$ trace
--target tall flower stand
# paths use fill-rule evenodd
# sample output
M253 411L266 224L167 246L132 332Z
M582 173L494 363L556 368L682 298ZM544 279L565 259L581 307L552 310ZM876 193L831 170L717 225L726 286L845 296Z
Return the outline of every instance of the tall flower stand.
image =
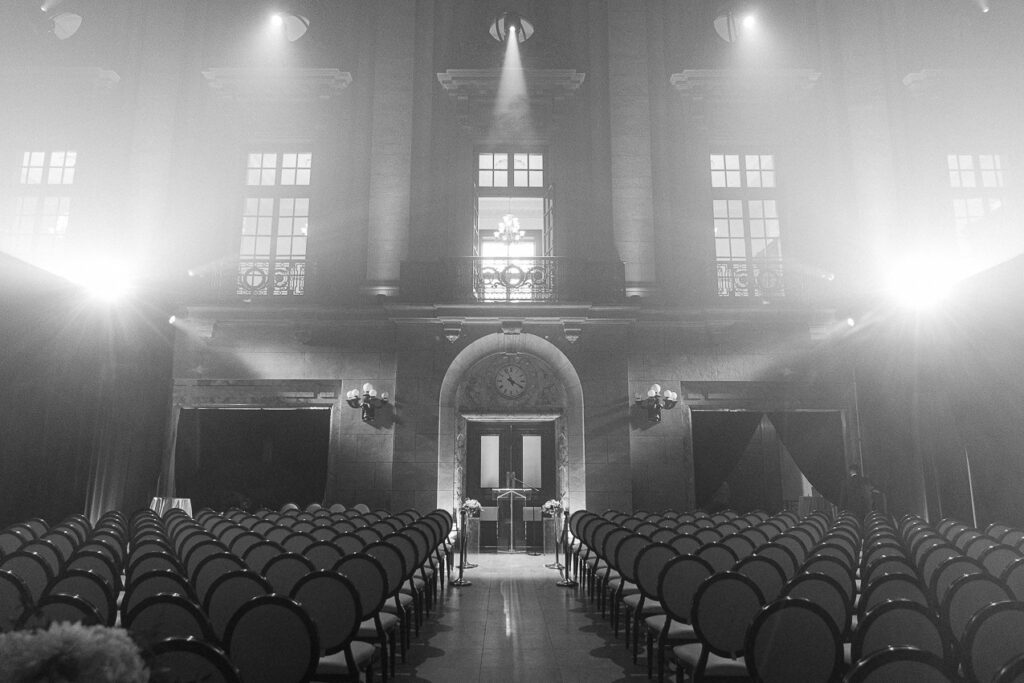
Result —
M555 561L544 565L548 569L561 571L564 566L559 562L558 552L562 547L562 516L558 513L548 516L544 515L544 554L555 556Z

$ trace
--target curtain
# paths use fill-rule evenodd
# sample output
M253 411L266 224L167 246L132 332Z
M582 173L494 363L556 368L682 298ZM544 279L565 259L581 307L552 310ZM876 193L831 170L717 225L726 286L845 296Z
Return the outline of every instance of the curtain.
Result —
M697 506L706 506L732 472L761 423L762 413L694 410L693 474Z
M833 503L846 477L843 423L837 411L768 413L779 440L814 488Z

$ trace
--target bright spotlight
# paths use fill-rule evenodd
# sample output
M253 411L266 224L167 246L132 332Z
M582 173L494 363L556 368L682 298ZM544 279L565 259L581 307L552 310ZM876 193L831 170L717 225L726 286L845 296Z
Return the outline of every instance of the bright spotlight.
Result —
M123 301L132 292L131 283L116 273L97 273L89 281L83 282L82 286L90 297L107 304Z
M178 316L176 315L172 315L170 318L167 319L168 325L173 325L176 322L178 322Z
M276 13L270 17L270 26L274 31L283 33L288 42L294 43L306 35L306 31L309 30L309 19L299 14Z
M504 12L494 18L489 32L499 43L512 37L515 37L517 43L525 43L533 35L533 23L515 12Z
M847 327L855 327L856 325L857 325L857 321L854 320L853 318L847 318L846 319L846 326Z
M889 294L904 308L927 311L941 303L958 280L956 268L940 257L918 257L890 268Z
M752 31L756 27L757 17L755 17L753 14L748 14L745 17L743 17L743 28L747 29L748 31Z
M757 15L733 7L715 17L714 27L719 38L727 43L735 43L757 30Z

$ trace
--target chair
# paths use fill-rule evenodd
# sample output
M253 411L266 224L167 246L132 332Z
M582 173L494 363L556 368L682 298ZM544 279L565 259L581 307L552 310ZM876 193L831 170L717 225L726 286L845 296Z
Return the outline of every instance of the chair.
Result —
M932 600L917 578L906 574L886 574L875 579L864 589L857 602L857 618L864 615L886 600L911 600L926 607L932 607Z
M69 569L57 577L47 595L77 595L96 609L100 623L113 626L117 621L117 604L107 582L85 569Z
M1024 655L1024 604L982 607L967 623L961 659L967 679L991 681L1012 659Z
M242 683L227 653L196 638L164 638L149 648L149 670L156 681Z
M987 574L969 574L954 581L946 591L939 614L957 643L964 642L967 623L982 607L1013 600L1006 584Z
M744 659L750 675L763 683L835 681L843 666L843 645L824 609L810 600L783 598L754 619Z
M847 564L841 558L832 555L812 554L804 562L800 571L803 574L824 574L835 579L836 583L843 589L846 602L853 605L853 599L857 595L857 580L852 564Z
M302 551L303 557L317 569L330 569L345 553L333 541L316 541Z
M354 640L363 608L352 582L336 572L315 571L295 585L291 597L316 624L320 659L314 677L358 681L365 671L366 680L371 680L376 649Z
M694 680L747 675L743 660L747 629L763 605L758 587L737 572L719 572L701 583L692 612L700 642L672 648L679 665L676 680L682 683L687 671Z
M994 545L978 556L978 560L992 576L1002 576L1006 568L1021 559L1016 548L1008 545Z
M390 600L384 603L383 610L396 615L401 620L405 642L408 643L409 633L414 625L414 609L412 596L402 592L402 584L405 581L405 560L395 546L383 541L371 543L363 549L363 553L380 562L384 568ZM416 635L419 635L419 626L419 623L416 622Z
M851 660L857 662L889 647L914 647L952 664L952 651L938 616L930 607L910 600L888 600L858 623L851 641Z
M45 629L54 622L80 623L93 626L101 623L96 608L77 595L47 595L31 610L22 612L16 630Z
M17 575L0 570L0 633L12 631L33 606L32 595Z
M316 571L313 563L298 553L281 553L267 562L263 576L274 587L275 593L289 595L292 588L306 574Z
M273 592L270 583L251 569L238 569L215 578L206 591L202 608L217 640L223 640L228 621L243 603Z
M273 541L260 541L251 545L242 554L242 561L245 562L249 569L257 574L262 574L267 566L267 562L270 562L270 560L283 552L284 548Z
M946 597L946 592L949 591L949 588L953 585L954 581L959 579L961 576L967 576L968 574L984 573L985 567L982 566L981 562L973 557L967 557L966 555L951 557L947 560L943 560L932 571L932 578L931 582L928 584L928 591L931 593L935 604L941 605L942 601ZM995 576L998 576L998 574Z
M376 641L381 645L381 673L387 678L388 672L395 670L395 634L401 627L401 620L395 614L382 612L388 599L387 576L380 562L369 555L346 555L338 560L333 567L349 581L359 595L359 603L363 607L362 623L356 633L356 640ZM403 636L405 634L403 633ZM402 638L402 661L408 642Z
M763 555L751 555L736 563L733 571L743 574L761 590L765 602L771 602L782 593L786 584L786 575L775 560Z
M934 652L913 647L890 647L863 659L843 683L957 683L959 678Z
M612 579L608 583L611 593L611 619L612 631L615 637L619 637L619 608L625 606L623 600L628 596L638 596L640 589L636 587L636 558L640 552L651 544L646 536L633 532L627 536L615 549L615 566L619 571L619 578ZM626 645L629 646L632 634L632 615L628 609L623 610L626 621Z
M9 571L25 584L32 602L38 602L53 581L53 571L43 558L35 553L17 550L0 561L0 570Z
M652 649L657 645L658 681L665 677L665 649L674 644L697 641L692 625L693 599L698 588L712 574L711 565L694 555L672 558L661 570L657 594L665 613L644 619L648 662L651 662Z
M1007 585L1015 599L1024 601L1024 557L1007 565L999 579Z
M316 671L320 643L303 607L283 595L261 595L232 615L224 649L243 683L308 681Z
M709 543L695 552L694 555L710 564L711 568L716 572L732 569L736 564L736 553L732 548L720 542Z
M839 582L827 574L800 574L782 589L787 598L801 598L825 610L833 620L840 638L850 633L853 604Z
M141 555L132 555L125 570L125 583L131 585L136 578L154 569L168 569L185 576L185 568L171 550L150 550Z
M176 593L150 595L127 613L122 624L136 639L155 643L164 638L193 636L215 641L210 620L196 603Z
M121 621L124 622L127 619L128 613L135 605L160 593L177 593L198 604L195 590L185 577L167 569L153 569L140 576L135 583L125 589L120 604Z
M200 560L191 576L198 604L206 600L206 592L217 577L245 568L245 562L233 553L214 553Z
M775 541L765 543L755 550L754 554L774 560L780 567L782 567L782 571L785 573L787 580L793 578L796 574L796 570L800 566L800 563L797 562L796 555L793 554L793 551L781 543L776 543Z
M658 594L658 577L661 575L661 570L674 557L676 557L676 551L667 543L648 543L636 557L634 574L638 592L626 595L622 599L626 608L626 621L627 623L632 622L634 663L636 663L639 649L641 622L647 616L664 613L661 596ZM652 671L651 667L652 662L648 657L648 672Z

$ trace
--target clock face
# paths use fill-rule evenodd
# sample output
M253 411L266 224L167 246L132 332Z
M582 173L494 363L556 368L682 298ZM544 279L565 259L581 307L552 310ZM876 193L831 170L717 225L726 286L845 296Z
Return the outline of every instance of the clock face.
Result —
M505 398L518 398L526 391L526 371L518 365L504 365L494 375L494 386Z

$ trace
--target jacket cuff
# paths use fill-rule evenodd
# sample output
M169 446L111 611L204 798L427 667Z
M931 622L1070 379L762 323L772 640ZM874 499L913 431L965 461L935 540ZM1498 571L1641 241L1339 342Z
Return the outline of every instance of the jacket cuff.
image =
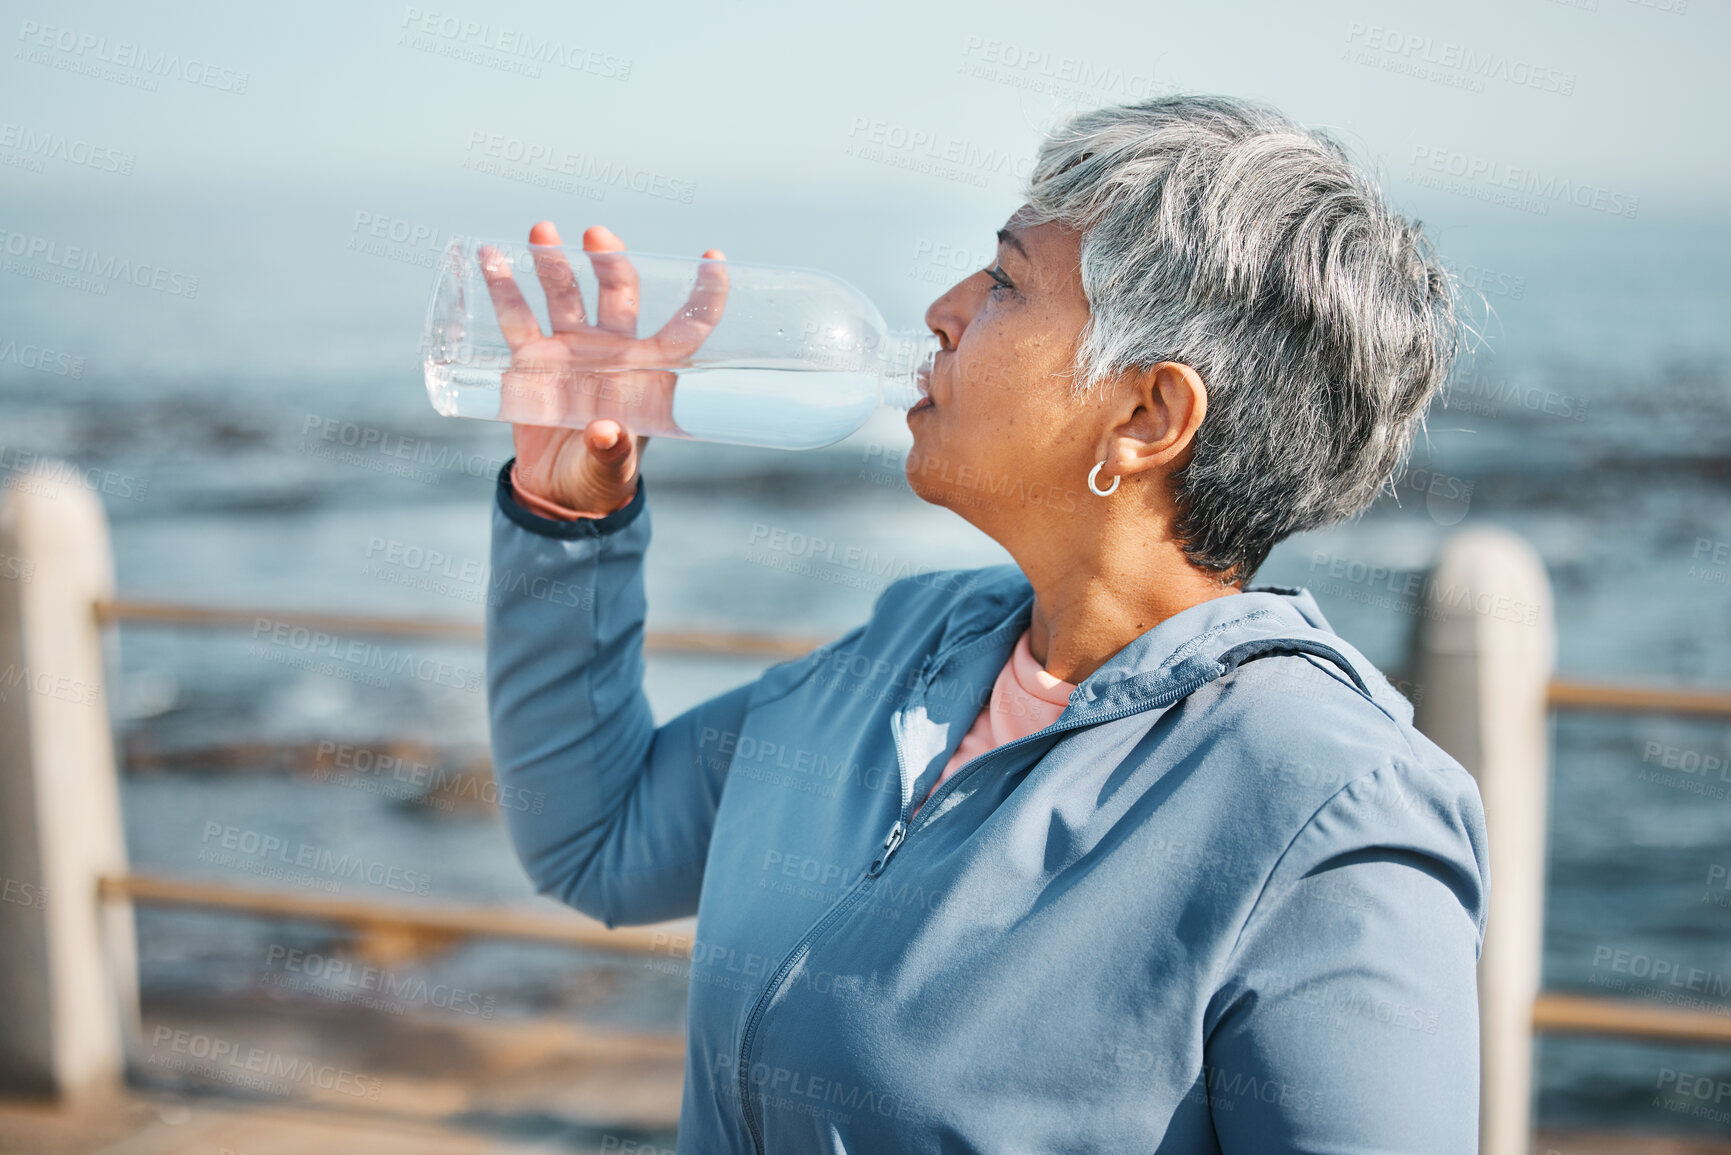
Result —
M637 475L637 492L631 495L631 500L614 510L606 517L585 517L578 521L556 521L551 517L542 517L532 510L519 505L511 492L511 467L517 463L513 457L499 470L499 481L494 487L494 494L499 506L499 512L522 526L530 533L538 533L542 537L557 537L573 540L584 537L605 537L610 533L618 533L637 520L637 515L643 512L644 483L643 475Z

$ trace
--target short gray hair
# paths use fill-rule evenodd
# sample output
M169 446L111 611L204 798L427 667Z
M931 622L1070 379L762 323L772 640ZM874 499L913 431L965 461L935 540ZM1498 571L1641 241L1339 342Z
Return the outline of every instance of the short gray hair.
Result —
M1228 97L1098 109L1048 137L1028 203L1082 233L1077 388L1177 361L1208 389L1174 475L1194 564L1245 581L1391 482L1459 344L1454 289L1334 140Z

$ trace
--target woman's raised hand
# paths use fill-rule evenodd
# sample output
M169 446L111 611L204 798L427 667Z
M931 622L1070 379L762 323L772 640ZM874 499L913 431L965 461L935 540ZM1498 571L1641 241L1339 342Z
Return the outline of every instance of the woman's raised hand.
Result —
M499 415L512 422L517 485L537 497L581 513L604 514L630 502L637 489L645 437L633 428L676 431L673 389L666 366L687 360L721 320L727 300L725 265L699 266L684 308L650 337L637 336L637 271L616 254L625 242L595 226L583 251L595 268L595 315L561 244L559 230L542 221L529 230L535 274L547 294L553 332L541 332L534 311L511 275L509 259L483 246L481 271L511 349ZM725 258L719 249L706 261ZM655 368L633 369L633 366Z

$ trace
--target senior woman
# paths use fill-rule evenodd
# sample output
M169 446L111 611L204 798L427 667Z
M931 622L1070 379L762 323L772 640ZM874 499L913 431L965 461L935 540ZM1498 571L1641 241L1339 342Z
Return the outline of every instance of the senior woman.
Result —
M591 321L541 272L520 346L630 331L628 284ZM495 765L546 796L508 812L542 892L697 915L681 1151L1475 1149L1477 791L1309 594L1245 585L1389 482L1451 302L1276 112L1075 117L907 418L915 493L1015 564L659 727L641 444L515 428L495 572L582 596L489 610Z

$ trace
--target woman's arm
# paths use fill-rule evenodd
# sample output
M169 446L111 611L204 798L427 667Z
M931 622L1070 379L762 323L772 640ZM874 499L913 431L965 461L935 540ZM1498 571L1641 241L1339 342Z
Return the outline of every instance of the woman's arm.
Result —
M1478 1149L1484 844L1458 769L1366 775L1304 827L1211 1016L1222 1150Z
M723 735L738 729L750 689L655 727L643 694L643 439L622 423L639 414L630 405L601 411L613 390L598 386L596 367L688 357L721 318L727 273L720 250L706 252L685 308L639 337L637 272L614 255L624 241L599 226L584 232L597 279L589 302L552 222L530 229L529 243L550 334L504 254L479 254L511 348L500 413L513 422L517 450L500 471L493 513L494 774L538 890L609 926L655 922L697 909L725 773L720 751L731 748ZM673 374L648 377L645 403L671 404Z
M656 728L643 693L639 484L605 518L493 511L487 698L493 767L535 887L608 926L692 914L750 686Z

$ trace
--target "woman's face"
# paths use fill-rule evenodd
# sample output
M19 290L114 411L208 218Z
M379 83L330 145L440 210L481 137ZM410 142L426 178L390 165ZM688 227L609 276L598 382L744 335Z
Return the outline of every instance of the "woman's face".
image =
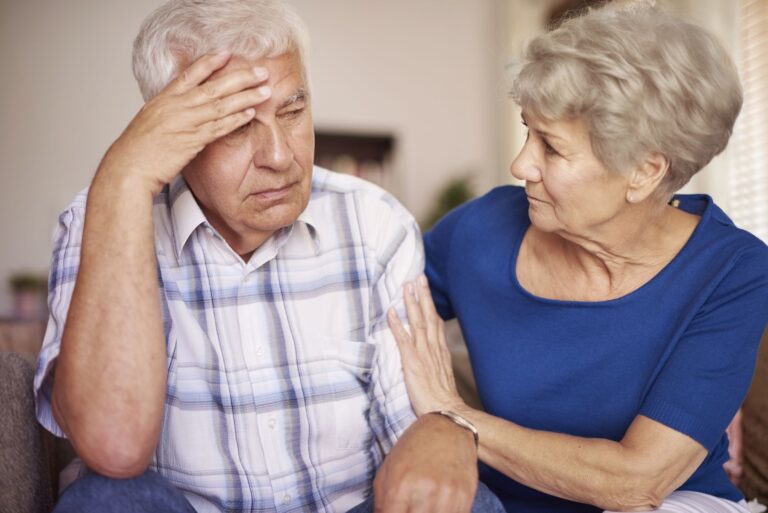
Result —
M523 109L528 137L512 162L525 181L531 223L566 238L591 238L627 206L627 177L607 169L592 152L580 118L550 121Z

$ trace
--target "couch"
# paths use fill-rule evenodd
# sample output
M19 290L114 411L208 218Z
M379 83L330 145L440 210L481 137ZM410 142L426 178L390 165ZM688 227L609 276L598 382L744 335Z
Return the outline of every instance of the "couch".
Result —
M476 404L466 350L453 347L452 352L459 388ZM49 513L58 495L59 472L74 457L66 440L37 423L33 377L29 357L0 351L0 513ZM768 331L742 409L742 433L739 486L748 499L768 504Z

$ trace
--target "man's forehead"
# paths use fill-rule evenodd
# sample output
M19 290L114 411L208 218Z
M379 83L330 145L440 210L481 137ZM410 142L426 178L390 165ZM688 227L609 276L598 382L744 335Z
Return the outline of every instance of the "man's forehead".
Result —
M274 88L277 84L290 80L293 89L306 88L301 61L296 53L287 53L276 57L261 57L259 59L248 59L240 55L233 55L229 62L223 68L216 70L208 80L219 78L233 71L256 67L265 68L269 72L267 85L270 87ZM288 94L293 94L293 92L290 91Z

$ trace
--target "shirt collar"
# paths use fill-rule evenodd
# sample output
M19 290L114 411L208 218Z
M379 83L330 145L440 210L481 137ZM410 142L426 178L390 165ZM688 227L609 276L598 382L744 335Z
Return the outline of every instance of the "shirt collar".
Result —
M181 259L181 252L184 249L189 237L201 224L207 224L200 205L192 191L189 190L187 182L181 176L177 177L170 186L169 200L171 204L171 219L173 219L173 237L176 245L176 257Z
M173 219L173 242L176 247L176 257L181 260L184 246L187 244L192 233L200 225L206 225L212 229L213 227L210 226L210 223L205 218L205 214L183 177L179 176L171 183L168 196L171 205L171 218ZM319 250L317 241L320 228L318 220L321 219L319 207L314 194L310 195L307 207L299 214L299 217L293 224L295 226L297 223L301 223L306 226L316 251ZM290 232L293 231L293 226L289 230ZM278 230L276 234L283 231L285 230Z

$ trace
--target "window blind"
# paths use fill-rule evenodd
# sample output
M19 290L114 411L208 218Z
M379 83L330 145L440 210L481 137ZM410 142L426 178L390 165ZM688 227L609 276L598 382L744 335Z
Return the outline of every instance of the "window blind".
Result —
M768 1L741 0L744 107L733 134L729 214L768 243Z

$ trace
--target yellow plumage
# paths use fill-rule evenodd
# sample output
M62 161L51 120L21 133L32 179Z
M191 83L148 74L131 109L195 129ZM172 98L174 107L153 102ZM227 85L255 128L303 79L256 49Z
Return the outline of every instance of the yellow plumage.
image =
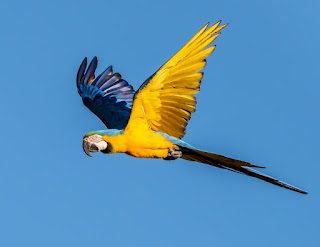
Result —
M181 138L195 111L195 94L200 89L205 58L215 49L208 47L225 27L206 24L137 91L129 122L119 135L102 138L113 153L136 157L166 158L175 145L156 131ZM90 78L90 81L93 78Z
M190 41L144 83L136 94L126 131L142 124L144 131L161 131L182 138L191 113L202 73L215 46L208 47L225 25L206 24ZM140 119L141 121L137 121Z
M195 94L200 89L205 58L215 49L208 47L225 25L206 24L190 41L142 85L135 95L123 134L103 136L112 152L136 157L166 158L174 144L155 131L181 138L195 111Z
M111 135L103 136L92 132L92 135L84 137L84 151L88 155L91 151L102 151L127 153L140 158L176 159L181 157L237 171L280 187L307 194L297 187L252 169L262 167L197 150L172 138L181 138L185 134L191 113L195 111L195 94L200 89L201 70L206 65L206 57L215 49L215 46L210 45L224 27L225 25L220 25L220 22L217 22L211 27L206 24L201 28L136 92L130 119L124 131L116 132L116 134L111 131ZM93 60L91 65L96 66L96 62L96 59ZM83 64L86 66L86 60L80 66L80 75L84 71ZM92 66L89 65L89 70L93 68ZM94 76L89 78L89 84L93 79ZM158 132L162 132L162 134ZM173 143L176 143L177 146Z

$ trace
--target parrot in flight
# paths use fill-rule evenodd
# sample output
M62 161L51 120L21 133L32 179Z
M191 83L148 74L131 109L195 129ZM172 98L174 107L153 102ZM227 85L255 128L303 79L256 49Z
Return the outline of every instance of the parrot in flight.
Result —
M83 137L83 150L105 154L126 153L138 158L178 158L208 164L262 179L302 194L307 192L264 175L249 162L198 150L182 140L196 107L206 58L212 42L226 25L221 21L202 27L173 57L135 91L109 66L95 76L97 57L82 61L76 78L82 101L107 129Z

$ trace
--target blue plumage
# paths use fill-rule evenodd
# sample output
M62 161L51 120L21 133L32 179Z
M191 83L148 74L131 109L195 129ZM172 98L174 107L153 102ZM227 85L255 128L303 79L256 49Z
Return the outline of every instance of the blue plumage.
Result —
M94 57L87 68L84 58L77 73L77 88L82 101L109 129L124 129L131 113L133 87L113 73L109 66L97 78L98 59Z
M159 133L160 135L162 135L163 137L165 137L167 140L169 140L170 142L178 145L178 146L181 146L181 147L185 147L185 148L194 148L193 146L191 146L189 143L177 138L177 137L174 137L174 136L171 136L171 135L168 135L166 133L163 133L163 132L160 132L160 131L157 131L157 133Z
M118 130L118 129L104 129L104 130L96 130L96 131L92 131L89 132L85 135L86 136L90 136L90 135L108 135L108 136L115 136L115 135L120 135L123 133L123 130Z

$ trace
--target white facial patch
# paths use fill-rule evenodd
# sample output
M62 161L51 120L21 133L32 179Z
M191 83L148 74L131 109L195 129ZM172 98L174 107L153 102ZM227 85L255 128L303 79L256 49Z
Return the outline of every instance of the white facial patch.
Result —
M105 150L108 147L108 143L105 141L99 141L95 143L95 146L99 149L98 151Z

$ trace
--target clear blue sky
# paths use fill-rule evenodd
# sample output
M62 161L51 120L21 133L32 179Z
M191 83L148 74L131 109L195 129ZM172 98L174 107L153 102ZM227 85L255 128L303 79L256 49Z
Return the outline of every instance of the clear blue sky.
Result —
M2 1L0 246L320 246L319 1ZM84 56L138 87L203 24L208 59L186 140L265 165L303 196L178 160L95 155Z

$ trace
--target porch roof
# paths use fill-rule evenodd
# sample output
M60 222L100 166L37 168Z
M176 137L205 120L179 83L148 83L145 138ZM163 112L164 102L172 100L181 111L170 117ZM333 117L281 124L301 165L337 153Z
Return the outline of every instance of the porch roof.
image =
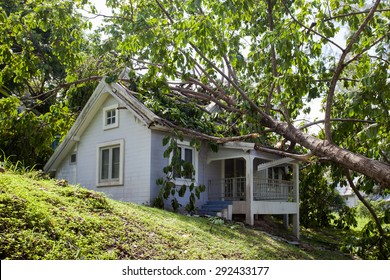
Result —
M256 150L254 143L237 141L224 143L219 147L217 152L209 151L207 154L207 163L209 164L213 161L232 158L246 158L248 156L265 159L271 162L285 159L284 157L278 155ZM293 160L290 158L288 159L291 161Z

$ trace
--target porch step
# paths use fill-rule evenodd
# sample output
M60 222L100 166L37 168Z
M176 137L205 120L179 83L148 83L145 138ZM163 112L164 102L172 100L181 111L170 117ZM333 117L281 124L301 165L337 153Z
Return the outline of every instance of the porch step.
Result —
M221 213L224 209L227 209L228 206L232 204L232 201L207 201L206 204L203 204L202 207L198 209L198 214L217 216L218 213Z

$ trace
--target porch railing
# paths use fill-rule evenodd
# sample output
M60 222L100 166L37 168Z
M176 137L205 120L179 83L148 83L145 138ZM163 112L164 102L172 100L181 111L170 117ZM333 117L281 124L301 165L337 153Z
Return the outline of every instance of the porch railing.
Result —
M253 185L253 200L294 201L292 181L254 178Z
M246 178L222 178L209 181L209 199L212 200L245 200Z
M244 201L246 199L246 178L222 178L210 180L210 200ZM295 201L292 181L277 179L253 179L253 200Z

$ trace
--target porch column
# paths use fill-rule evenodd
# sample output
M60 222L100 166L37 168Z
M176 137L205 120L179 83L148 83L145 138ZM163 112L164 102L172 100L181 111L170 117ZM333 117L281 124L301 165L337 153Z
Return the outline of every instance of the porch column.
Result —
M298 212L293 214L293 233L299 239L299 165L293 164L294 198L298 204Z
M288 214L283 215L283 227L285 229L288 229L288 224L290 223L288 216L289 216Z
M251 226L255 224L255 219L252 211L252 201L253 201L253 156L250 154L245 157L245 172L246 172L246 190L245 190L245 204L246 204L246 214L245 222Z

- **WHAT TO DO**:
Write down every line of the data above that includes the string "parrot".

- **TASK RESPONSE**:
--target parrot in flight
Return the outline of every instance of the parrot in flight.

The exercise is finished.